• PROVIDED PASSAGE:
In my heart I know today is just another day. 24 hours. 1440 minutes. 86,400 seconds. Same as yesterday. Same as tomorrow.
But in another sense it’s different from any other day. Very different. And I confess to you that sometimes throughout today I’ll let it get to me. Let it get me down. And even let the enemy get a foothold if I’m not careful.
I love to see the joy in the faces of the other ladies in my office as they smell the flowers and consume the cards with an unrestrained smile greeted by a cherished tear. There’s nothing more special than that. Knowing that someone didn’t just remember you. But they remembered you enough to go out of their way to make a public display. A spectacle of their love for you. Now that’s special.
Flowers and a card. Delivered to your desk. For everyone to see. A rather easy expense. And yet it’s priceless.
Dear Lord, it’s special for them. And it’s special for me too. To watch and see.
But I have to admit that sometimes Valentine’s Day greets me with a tear of a different kind. It’s a tear that says, “I’m still waiting. I’m still waiting to be loved like that. To be remembered like that.” I want the public display. I want my name to be written on the card. I want my name to be written on someone else’s heart. I want to be the one who others watch and see.
And this is where I struggle. Especially today. It’s where I’m vulnerable. Especially today. It’s where, if I’m not careful, I will turn from trusting You. And I’ll turn to taking things into my own hands. Especially today.
It’s not that I don’t believe in You. Or that You’re ultimately in control. And that Your timing is always best. I believe that. All of that. But sometimes I don’t feel that. Like today. Today, when everyone else is signing for flowers or gushing about this evening’s extravagant date. Or when I overhear lunchtime calls in nearby cubicles that inevitably end with “I love you too.”
And this is where my heart cries out to You, God. In a way that it rarely does. Forgive me for that. But my heart cries out to know Your love. Not just any love. But a greater love. A better love. Your love. In such a consuming, overwhelming way. Because that’s the only love that will be there for me forever. Every day. Not just on one special day.

• ASSIGNED TASK 1:
In the Valentine's Day prayer, what is delivered to the desks of the other women in the office?
• ASSIGNED TASK 2:
Summarize the Valentine's Day prayer in two sentences.
• ASSIGNED TASK 3:
Carry on the Valentine's Day prayer from its final line.
The material that follows comes from a separate source.

• MATERIAL PROVIDED:
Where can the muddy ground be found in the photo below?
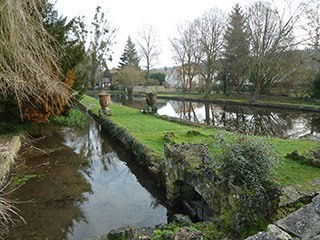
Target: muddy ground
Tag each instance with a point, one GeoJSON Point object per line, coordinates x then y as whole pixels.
{"type": "Point", "coordinates": [54, 187]}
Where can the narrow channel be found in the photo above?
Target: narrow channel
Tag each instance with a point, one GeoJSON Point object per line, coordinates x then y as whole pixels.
{"type": "Point", "coordinates": [85, 185]}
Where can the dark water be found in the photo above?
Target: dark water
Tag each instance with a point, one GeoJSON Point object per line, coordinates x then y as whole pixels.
{"type": "Point", "coordinates": [87, 186]}
{"type": "Point", "coordinates": [282, 123]}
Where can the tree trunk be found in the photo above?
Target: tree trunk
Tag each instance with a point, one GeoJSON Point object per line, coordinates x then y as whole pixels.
{"type": "Point", "coordinates": [256, 93]}
{"type": "Point", "coordinates": [207, 89]}
{"type": "Point", "coordinates": [129, 91]}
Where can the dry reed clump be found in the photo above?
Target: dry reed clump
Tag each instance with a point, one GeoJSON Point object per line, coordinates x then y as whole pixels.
{"type": "Point", "coordinates": [28, 64]}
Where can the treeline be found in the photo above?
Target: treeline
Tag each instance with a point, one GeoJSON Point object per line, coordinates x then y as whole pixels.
{"type": "Point", "coordinates": [259, 49]}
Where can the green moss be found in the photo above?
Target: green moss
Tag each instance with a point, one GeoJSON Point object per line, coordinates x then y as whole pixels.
{"type": "Point", "coordinates": [18, 181]}
{"type": "Point", "coordinates": [150, 130]}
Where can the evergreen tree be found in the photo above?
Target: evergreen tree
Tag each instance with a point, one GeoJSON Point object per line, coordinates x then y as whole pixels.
{"type": "Point", "coordinates": [236, 50]}
{"type": "Point", "coordinates": [129, 56]}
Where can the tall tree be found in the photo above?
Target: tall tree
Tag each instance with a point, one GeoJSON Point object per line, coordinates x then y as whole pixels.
{"type": "Point", "coordinates": [271, 42]}
{"type": "Point", "coordinates": [128, 76]}
{"type": "Point", "coordinates": [313, 28]}
{"type": "Point", "coordinates": [186, 50]}
{"type": "Point", "coordinates": [210, 31]}
{"type": "Point", "coordinates": [149, 47]}
{"type": "Point", "coordinates": [102, 39]}
{"type": "Point", "coordinates": [71, 50]}
{"type": "Point", "coordinates": [130, 55]}
{"type": "Point", "coordinates": [236, 53]}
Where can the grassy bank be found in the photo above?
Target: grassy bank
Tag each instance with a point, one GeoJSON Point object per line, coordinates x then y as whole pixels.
{"type": "Point", "coordinates": [151, 131]}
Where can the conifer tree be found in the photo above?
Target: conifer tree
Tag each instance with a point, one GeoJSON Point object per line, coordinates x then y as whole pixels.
{"type": "Point", "coordinates": [236, 50]}
{"type": "Point", "coordinates": [129, 56]}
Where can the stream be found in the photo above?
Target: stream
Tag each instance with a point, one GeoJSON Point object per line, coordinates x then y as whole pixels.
{"type": "Point", "coordinates": [82, 184]}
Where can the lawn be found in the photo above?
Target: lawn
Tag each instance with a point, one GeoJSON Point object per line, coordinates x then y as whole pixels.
{"type": "Point", "coordinates": [150, 130]}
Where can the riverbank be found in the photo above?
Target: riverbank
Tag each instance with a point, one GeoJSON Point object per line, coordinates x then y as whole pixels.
{"type": "Point", "coordinates": [151, 132]}
{"type": "Point", "coordinates": [9, 147]}
{"type": "Point", "coordinates": [235, 99]}
{"type": "Point", "coordinates": [145, 136]}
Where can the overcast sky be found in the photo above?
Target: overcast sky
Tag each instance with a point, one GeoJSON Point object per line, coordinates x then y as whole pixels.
{"type": "Point", "coordinates": [129, 16]}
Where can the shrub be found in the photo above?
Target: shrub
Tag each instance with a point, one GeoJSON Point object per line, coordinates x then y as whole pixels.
{"type": "Point", "coordinates": [247, 161]}
{"type": "Point", "coordinates": [253, 197]}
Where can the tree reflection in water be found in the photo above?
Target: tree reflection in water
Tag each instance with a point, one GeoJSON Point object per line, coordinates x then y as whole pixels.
{"type": "Point", "coordinates": [281, 123]}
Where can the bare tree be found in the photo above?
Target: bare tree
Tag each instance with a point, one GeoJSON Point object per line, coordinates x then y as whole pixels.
{"type": "Point", "coordinates": [149, 47]}
{"type": "Point", "coordinates": [186, 52]}
{"type": "Point", "coordinates": [210, 30]}
{"type": "Point", "coordinates": [272, 40]}
{"type": "Point", "coordinates": [128, 76]}
{"type": "Point", "coordinates": [102, 38]}
{"type": "Point", "coordinates": [313, 27]}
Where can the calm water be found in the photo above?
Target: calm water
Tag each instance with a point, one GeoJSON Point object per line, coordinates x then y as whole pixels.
{"type": "Point", "coordinates": [282, 123]}
{"type": "Point", "coordinates": [88, 186]}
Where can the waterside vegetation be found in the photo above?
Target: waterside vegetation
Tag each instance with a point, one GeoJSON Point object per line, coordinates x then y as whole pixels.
{"type": "Point", "coordinates": [153, 133]}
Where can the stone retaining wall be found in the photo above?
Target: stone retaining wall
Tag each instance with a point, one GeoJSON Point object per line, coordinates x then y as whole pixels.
{"type": "Point", "coordinates": [302, 224]}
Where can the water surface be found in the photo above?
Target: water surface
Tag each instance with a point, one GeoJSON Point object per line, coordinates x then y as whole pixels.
{"type": "Point", "coordinates": [86, 185]}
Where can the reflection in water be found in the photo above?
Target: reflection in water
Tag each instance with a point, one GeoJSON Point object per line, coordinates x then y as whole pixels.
{"type": "Point", "coordinates": [247, 120]}
{"type": "Point", "coordinates": [83, 189]}
{"type": "Point", "coordinates": [282, 123]}
{"type": "Point", "coordinates": [117, 198]}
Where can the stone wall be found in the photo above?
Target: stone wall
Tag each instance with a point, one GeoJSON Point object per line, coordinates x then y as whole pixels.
{"type": "Point", "coordinates": [302, 224]}
{"type": "Point", "coordinates": [193, 181]}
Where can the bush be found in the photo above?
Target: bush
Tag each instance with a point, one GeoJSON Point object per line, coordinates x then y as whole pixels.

• RESPONSE AREA 1:
Flowers and a card.

• RESPONSE AREA 2:
The writer enjoys watching coworkers receive flowers and cards on Valentine's Day but admits that the day also brings a tear of waiting to be loved and remembered in the same way, a point of vulnerability. Although believing that God is in control and that God's timing is best, the writer does not always feel it and cries out to know God's love, the only love that will be there forever.

• RESPONSE AREA 3:
So that if or when You bring that person into my life that thoughtfully sends freshly cut flowers. With hand scribbled notes. And lunchtime calls and kisses. And out-of-the-ordinary date nights. Sends them all. My way. My direction.
If or when that day comes, I want it to be the right person. Not just any person. Not just someone who happened to come along at an opportune time of vulnerability to fill an empty place in my heart.
As difficult as it is today. Especially today. I don’t want my heart to be empty. Never. Never empty. I want it to be satiated with Your love. So that I can wait for true love. Not jealously. Not desperately. Not even anxiously.
But obediently. Patiently. Willingly.
Dear Lord, I know. I know my heart has to be in the right place when I meet that right person. Or I’ll fall for the wrong one. And try to cast them as being so right. Knowing deep down that it will end someday predictably so. Because all they’re really doing is filling the void of a very empty person. And I don’t want to be that person.
So, Lord, this is my prayer. My Valentine’s Day prayer. Not a day for the enemy to gain a foothold. But a day for me to rejoice with those who are rejoicing. And a day for me to be reminded that I am already loved. By You. In a way that prepares me to be loved the right way. By the right person. According to Your perfect plan. On some other special day. Even if it’s not today.